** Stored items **
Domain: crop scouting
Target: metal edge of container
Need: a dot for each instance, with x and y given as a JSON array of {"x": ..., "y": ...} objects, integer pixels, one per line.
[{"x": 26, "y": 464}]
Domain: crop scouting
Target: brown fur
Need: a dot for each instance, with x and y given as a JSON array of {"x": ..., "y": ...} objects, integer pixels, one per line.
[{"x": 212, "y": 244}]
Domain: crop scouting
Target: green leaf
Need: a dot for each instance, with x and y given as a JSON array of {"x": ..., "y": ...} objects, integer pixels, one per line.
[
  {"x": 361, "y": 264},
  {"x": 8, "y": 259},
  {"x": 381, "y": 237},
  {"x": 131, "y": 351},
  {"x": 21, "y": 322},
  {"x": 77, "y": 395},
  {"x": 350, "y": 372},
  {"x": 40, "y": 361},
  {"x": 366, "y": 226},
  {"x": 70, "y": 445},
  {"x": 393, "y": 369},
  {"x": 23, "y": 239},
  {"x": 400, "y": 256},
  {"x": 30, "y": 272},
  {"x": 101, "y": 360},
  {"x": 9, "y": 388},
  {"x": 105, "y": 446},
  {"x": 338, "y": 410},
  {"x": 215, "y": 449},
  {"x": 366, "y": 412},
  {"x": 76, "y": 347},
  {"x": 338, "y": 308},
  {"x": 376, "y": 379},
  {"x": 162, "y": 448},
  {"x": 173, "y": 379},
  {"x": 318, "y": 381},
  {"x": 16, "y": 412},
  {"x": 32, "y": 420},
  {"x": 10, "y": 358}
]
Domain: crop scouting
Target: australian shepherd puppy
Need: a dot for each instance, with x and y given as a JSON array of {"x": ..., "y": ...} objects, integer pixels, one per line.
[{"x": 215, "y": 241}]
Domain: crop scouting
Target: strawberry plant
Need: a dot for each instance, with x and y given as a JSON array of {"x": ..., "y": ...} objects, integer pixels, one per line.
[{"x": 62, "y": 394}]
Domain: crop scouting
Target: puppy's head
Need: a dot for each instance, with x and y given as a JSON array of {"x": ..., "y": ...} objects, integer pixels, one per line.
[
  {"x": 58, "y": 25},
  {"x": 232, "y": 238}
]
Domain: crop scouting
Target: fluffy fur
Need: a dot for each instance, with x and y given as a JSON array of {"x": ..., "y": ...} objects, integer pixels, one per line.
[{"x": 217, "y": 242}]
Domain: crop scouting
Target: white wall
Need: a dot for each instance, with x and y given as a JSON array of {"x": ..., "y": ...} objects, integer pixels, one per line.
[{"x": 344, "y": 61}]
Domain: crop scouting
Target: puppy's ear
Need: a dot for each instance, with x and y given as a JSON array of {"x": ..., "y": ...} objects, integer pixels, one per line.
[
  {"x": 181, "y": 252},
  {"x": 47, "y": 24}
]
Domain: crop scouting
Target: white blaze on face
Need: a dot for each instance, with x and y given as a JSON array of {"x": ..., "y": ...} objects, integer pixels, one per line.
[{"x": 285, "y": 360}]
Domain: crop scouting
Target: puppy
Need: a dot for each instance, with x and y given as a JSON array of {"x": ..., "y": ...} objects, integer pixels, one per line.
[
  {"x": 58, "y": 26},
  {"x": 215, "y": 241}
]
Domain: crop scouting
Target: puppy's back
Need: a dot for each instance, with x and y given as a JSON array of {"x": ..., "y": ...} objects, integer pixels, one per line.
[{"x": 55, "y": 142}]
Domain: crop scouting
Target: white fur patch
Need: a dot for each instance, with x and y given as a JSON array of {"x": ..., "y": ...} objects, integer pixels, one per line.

** Exercise requirements **
Nothing but an exact repetition of the entries is expected here.

** Solution below **
Domain: crop scouting
Target: metal edge of container
Need: a dot for each instance, with x and y given as a JSON array of {"x": ..., "y": ...} objects, integer pixels, one per line.
[{"x": 26, "y": 464}]
Domain: crop scouting
Target: brown fur
Need: a dot for each instance, with x and y given as a JSON array of {"x": ..., "y": ...} objects, integer pixels, one per line.
[{"x": 212, "y": 244}]
Domain: crop scouting
Target: green leaf
Need: a dot for each instance, with x and y given as a JSON array of {"x": ..., "y": ...} objects, integer pixels, one per line.
[
  {"x": 361, "y": 264},
  {"x": 8, "y": 259},
  {"x": 381, "y": 237},
  {"x": 131, "y": 351},
  {"x": 21, "y": 322},
  {"x": 77, "y": 395},
  {"x": 350, "y": 372},
  {"x": 40, "y": 361},
  {"x": 366, "y": 226},
  {"x": 70, "y": 445},
  {"x": 393, "y": 369},
  {"x": 23, "y": 239},
  {"x": 400, "y": 256},
  {"x": 30, "y": 272},
  {"x": 101, "y": 360},
  {"x": 9, "y": 388},
  {"x": 105, "y": 446},
  {"x": 338, "y": 410},
  {"x": 215, "y": 449},
  {"x": 366, "y": 412},
  {"x": 76, "y": 347},
  {"x": 338, "y": 308},
  {"x": 376, "y": 379},
  {"x": 162, "y": 448},
  {"x": 173, "y": 379},
  {"x": 318, "y": 381},
  {"x": 16, "y": 412},
  {"x": 32, "y": 420},
  {"x": 10, "y": 358}
]
Domain: crop scouting
Target: australian shepherd puppy
Need: a dot for each instance, with x and y given as a JSON array of {"x": ..., "y": ...} objects, integer pixels, one per line.
[{"x": 215, "y": 241}]
Domain: crop scouting
Target: strawberry plant
Need: a dot for each instance, with x and y given as a JSON array of {"x": ..., "y": ...} objects, integer pixels, one per line.
[{"x": 62, "y": 394}]
Domain: crop scouting
Target: puppy's head
Need: a dot for each instance, with x and y given as a JSON array of {"x": ..., "y": ...} objects, integer pixels, one per line.
[
  {"x": 58, "y": 25},
  {"x": 232, "y": 238}
]
Domain: crop scouting
Target: fluffy fur
Need: a dot for each instance, with x and y given as a JSON array of {"x": ..., "y": ...} objects, integer pixels, one per line.
[{"x": 217, "y": 242}]
Domain: crop scouting
Target: white wall
Need: a dot for each instance, with x and y given as a JSON array of {"x": ..., "y": ...} objects, integer pixels, one per line.
[{"x": 344, "y": 61}]
Domain: crop scouting
Target: puppy's ear
Need: a dot for each instance, with x and y given as a JSON array of {"x": ..., "y": ...} objects, integer pixels, one per line.
[
  {"x": 181, "y": 252},
  {"x": 47, "y": 24}
]
Domain: crop scouting
Target: white blaze on face
Need: a dot for each instance, with x and y given as a JSON array of {"x": ..., "y": ...} objects, integer pixels, one per line.
[{"x": 285, "y": 360}]
Domain: crop scouting
Target: puppy
Need: a dot for each instance, with x and y given as a JSON array of {"x": ..., "y": ...} objects, integer pixels, one per line.
[
  {"x": 58, "y": 26},
  {"x": 215, "y": 241}
]
Domain: crop scouting
Target: puppy's back
Need: a dot for each instance, with x and y given as a JSON array of {"x": ..., "y": ...} objects, integer pixels, one per line.
[{"x": 55, "y": 142}]
Domain: crop scouting
Target: white fur patch
Need: a dot for each instance, with x and y given as a JSON array of {"x": ..., "y": ...} objects, integer pixels, one per line.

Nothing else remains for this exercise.